** Text shown follows **

Time impact variations

Programme disruption caused by a customer-requested change is a legitimate recoverable cost in most standard construction contracts. Calculate the daily cost of having operatives on site unable to complete planned work, and include this in the variation price. Many contractors absorb these costs without realising they are recoverable.

Step 4: Close Out the Job Before Raising the Final Invoice

The close-out stage is the last point at which you can protect your margin before the invoice is raised. This four-point check should happen before the final invoice is drafted.

  1. Reconcile all supplier invoices against purchase orders and delivery notes. Every supplier invoice should match a PO and a delivery note. Flag any invoices without a matching PO and investigate before paying - these are costs that may not have been budgeted.
  2. Confirm all variation revenue is captured. Check the variations log against the main contract amount on the invoice. If a variation was agreed and performed but is not in the draft invoice, add it now. Post-invoice recovery of agreed extras is significantly harder than including them in the final bill.
  3. Review the labour record for the full job duration. Confirm total hours are consistent with the estimate plus any approved variations. If hours are materially higher, identify which phase overran and document the reason - this is the data that improves your estimating on the next similar job.
  4. Check retention status. If you are raising the final invoice following practical completion, confirm the defects liability period start date and the retention release date. Set a calendar reminder or a task in your job management system for the retention chase - 5% of a large contract is worth pursuing.

Common Job Costing Failures and How to Avoid Them

Even with a structured process, the same failure modes appear repeatedly across general contracting businesses.

Costing at job end instead of in real time

Waiting until the job is finished to reconcile costs means every problem is discovered after the opportunity to correct it has passed. Labour overruns, unmatched supplier invoices, and unpriced variations are all recoverable if caught during the job. Discovered after practical completion, they simply reduce your margin.

Single materials budget line

Grouping all materials into one budget entry makes it impossible to see which materials are running over until the total is already significantly beyond budget. Set individual budget lines for materials categories - structural, first fix, second fix, finishes - that mirror how you estimated them.

Use historical job data to improve future estimates

Every job close-out produces an estimated-versus-actual report. Keep these records organised by job type and size. After six to twelve months you will have reliable actual cost data for labour hours per phase, materials usage per square metre, and sub-contractor rates - which means your next estimate of a similar job will be significantly more accurate.

** End of Text shown **
** Dataset extract follows **

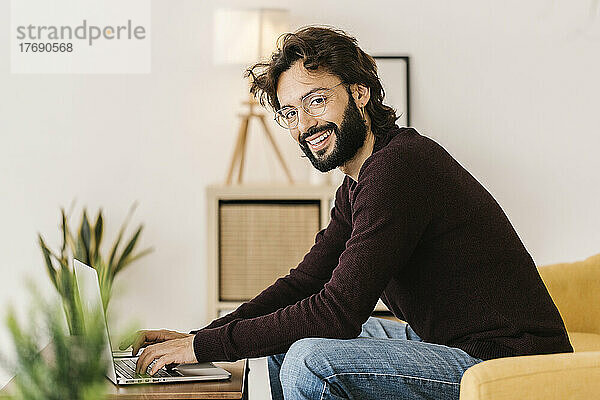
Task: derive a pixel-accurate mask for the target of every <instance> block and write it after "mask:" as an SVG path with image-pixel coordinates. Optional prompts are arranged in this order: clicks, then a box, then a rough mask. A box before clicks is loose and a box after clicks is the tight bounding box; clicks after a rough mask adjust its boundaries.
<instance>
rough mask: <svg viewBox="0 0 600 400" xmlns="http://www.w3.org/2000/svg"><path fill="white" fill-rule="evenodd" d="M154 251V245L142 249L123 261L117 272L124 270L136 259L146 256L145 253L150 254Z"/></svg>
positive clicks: (132, 262)
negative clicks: (133, 254) (135, 254)
mask: <svg viewBox="0 0 600 400" xmlns="http://www.w3.org/2000/svg"><path fill="white" fill-rule="evenodd" d="M153 251H154V247H148V248H147V249H144V250H142V251H140V252H139V253H137V254H136V255H134V256H131V257H129V258H128V259H127V260H125V261H123V262H122V263H121V264H120V265H119V269H118V271H117V272H121V271H122V270H124V269H125V267H127V266H128V265H129V264H131V263H133V262H134V261H136V260H138V259H140V258H142V257H144V256H145V255H148V254H150V253H152V252H153Z"/></svg>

** End of Dataset extract **

Explore the material =
[A] Answer these questions from the job costing text:
(i) What share of a large contract does it call worth pursuing in the retention chase?
(ii) Which materials categories does it list for individual budget lines?
(iii) After how long will kept estimated-versus-actual records give reliable actual cost data?
[B] In the job costing text, rename "retention" to "retainage" throughout the part that opens with the words containing "3. Review the" and closes with "general contracting businesses.".

Solutions to the problems =
[A]
(i) 5%
(ii) Structural, first fix, second fix, and finishes
(iii) Six to twelve months

[B]
3. Review the labour record for the full job duration. Confirm total hours are consistent with the estimate plus any approved variations. If hours are materially higher, identify which phase overran and document the reason - this is the data that improves your estimating on the next similar job.
  4. Check retainage status. If you are raising the final invoice following practical completion, confirm the defects liability period start date and the retainage release date. Set a calendar reminder or a task in your job management system for the retainage chase - 5% of a large contract is worth pursuing.

Common Job Costing Failures and How to Avoid Them

Even with a structured process, the same failure modes appear repeatedly across general contracting businesses.